TESTO DATO:
Il caso dei fondi per il ponte rischia di lasciare il presidente Schifani a un bivio importante per il futuro della Sicilia: il commento.

Il famoso J’accuse di Émile Zola pubblicato sulle pagine de L’Aurore per il caso Alfred Dreyfus sta per essere forse replicato in Sicilia. Anche qui è un caso di Revanche. Andiamo ai fatti. Nelle convulse ore notturne dell’approvazione della Finanziaria regionale, complice la fatica, il sonno, l’istinto pirandelliano del Caos, è stato approvato un ordine del giorno che impegna il Governo regionale a impugnare il Bilancio dello Stato italiano di fronte alla Corte Costituzionale.

L’ordine del giorno era stato presentato dal deputato Leanza, figlio d’arte del compianto Vincenzo Leanza detto “Vicenzino”, uomo dal consenso quasi incalcolabile. Casus belli oggetto del contrasto? Lo scippo, la sottrazione, o meglio la lesione del principio di leale collaborazione tra poteri dello Stato. In sintesi i siciliani vogliono indietro i soldi del Ponte, che erano destinati a loro per altre priorità, e che il ministro Salvini ha impegnato esclusivamente per il Ponte sullo Stretto nel bilancio statale. Il primo a indignarsi per la sleale collaborazione fu lo stesso presidente Schifani, quando la notizia dei fondi siciliani per il Ponte uscì fuori. Si cominciò una caccia da parte del leader Maximo dell’opposizione, Cateno De Luca, in Segreteria Generale per trovare la delibera fantasma che deliberava su questo controverso punto.

CONSEGNA: Elenca tutte le persone citate per nome nel commento sui fondi per il Ponte. I dati non servono per svolgere la consegna.

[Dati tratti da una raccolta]
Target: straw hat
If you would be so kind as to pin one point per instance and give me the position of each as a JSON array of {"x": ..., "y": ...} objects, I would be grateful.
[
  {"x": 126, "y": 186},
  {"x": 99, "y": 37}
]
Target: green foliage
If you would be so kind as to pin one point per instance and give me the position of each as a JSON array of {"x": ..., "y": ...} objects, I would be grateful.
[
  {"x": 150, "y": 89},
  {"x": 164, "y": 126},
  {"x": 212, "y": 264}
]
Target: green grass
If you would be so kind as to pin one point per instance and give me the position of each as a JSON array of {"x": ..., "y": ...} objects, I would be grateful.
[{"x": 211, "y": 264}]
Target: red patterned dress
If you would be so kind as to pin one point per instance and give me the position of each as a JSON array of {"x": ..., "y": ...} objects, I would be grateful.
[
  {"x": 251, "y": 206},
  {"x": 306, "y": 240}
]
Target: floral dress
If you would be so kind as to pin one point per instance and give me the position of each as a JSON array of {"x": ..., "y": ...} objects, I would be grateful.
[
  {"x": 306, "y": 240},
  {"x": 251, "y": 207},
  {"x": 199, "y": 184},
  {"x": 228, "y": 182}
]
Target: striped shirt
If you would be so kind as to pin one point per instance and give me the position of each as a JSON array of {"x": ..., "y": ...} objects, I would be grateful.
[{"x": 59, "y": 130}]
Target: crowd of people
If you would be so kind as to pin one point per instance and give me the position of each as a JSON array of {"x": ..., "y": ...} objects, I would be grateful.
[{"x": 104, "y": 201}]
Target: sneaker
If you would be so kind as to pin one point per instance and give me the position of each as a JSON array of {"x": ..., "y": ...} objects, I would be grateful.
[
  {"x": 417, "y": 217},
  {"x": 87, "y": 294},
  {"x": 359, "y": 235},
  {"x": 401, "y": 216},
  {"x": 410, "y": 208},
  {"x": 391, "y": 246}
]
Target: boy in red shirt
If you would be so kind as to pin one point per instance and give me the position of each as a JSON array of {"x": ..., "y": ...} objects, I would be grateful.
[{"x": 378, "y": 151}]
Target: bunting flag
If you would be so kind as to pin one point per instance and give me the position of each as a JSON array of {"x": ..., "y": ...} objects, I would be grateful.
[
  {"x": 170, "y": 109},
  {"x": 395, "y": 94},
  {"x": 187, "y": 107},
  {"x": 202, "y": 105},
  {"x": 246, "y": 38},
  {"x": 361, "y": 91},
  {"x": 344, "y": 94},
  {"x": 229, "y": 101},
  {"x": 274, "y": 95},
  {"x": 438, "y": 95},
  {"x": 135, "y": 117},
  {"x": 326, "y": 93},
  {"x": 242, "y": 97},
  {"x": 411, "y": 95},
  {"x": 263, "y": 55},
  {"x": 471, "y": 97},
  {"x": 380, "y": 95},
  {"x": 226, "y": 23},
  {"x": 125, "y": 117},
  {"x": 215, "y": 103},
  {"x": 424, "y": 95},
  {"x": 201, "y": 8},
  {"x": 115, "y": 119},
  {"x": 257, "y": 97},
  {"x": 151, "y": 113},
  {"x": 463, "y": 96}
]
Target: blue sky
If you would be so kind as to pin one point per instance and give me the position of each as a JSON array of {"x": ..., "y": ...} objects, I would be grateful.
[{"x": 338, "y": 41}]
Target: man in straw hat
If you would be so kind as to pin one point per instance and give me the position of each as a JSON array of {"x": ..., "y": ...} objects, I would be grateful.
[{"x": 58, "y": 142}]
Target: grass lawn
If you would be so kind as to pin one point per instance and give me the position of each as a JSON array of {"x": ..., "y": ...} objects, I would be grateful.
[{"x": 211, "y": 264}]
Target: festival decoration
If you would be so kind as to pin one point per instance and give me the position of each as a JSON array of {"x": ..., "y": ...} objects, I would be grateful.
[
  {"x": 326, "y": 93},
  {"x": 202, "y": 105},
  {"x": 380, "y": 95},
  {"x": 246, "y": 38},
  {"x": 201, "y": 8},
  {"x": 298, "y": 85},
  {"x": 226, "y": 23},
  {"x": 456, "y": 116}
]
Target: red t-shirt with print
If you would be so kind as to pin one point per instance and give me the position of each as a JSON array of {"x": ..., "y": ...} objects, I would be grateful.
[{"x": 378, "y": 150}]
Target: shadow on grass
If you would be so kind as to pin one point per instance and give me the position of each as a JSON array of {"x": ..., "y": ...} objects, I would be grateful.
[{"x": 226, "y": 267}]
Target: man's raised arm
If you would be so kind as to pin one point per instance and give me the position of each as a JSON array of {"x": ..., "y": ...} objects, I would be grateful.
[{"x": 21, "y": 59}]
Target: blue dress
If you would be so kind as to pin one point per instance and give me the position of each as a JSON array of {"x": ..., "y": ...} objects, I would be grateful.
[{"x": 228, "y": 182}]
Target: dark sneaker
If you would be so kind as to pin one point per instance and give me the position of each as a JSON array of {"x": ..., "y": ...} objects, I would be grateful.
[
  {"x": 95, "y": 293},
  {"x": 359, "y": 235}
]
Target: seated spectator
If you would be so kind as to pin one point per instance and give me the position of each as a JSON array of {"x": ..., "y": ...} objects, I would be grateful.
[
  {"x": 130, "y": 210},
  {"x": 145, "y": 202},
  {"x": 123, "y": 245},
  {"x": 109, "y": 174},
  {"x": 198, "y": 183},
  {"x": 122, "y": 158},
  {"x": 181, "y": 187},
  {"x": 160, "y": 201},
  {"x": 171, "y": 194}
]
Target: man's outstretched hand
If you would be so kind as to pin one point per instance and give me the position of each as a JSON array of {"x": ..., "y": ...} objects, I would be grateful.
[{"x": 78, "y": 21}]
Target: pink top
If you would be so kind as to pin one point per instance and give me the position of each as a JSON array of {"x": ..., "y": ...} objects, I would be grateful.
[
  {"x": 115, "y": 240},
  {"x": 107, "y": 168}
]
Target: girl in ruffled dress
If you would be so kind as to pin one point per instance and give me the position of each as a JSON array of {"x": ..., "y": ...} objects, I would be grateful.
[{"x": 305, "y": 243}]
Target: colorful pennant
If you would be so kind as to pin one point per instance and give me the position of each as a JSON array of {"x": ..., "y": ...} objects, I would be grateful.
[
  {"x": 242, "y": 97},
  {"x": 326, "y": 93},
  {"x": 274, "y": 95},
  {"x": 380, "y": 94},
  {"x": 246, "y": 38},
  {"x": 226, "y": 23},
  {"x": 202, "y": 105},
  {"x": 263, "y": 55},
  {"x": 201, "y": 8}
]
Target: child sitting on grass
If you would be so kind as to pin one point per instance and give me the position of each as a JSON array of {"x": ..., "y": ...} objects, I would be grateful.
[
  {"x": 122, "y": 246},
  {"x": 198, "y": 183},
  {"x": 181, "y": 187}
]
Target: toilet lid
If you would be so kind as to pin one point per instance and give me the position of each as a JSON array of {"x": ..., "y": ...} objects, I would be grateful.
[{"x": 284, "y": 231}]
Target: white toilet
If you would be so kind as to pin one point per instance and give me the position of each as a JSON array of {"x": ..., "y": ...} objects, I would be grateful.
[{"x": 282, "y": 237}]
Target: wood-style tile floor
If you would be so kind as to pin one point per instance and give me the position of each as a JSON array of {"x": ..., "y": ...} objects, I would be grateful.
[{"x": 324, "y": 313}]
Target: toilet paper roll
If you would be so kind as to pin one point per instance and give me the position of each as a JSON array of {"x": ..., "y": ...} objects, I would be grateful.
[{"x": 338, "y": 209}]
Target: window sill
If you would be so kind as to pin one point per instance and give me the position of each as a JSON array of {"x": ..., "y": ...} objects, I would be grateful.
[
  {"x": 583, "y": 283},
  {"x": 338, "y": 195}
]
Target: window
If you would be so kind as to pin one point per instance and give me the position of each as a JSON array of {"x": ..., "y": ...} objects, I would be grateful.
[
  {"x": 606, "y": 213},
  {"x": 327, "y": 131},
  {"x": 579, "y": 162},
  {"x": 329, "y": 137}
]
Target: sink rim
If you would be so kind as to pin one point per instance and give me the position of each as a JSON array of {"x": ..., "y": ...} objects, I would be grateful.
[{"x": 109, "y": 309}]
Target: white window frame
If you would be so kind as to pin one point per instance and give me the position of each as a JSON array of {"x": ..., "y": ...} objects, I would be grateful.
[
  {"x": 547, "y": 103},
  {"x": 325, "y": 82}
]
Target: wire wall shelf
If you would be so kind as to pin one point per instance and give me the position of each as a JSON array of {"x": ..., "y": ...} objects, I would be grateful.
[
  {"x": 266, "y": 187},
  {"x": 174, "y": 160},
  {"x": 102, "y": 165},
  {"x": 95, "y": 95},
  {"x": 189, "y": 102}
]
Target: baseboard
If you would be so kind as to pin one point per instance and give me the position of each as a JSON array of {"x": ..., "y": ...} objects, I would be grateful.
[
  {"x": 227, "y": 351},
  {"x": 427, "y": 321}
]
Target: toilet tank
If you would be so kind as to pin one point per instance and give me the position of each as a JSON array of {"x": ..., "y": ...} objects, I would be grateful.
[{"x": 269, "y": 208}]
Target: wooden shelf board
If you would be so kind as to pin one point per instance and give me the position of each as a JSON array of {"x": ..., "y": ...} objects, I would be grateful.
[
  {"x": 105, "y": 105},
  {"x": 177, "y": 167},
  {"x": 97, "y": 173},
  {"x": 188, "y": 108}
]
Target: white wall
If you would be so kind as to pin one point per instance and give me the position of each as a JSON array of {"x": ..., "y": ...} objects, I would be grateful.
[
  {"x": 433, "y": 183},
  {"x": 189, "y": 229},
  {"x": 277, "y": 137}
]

SOLUZIONE SVOLTA:
- Schifani
- Émile Zola
- Alfred Dreyfus
- Leanza (il deputato)
- Vincenzo Leanza, detto "Vicenzino"
- Salvini
- Cateno De Luca